| Compiti |
1. Rispondi a queste domande sull'estratto dedicato ai Giochi Paralimpici:
(a) In quale città si svolgono i Giochi?
(b) Quante medaglie risultano conquistate al momento della stesura?
(c) Quali nazioni si possono guardare dall'alto in basso?
2. Riporta le righe mostrate, consegne comprese, a partire da quella con "Target: sofa" fino all'ultima. In ogni coppia di coordinate aggiungi 22 a entrambi i numeri.

| Estratto del testo |
■ ■ ■ ■ ■

Devo ammettere, purtroppo, che ultimamente sono pochi i momenti in cui sono fiero di essere italiano.
A farmi ritrovare il sorriso e soprattutto l’orgoglio sono stati tutti i nostri meravigliosi ragazzi impegnati a Tokyo per i Giochi Paralimpici.
Mentre scrivo siamo a ben 58 medaglie, che sicuramente da qui a sera lieviteranno.
Un risultato, ancora parziale, che ci porta nell’olimpo dello sport e saldamente nella top ten mondiale.
Sarebbe sbagliato da parte mia citare una particolare disciplina o un particolare atleta: basti dire che possiamo guardare dall’alto in basso nazioni quali Francia o Germania.
Paesi che non cito a caso.
Già, perché l’orgoglio è doppio e non solo sportivo.
Primeggiare alle Paralimpiadi ci fa sentire tutti uomini e donne migliori.
Un intero Stato viene premiato: significa che l’Italia, finalmente, grazie a questi Sportivi, con la “S” rigorosamente maiuscola, fa un salto di qualità e civiltà enorme.
Io credo che chi ha responsabilità politiche alla fine della vittoriosa kermesse dovrà aprire gli occhi e cominciare a prendere appunti.

■ ■ ■ ■ ■

| Righe mostrate |
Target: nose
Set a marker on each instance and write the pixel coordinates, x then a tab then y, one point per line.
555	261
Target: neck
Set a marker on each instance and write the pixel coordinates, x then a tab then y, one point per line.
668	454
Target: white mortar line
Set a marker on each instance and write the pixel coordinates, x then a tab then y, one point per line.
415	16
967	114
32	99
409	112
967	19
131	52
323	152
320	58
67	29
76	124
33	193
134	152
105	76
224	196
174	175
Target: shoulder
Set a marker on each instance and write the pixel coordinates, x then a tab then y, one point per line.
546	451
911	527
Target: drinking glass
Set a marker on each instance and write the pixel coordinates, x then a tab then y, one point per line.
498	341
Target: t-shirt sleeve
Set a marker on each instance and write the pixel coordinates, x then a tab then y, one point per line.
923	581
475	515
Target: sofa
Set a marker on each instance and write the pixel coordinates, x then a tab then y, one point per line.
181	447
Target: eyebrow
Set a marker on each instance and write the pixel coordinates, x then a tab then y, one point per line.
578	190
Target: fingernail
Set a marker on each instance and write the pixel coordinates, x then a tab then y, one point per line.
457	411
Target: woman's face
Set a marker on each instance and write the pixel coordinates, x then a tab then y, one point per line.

■ ■ ■ ■ ■

| Elenco risposte |
1.
(a) Tokyo.
(b) 58 medaglie.
(c) Francia e Germania.

2.
Target: sofa
Set a marker on each instance and write the pixel coordinates, x then a tab then y, one point per line.
203	469
Target: eyebrow
Set a marker on each instance and write the pixel coordinates, x then a tab then y, one point per line.
600	212
Target: fingernail
Set a marker on each instance and write the pixel coordinates, x then a tab then y, one point per line.
479	433
Target: woman's face
Set a marker on each instance and write the pixel coordinates, x then a tab then y, one point per line.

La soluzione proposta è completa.